What to produce:
Print the listing as it stands, omitting all images.

Given data: Begin

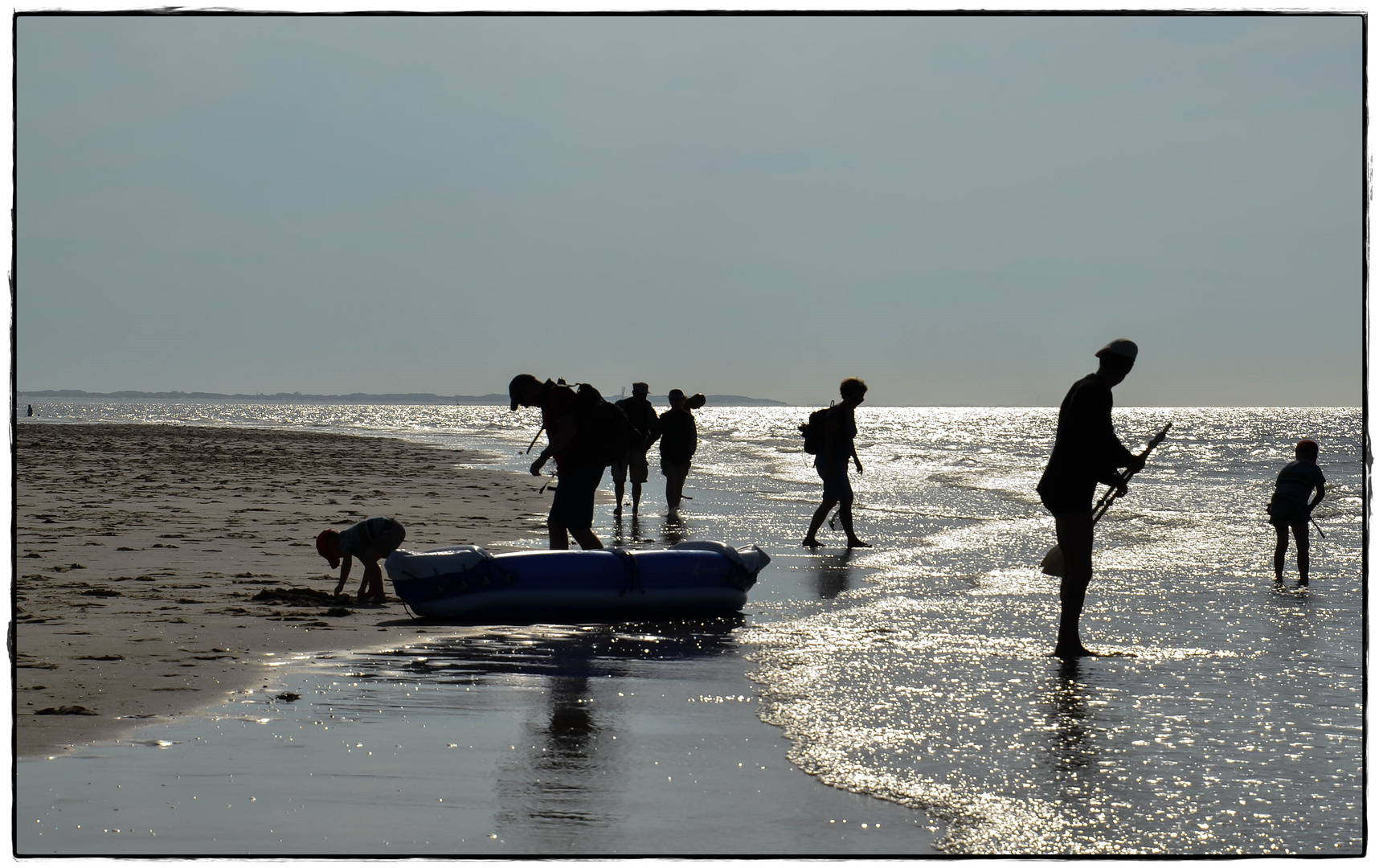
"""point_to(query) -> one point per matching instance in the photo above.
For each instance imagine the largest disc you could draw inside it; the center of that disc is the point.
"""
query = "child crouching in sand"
(370, 541)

Given data: End

Answer space:
"""point_to(query) -> one point per matching instance in the photo above.
For each instance imagine the largest disc you could draw inside it; the center of that disc is the point.
"""
query = "child crouching in sand"
(370, 541)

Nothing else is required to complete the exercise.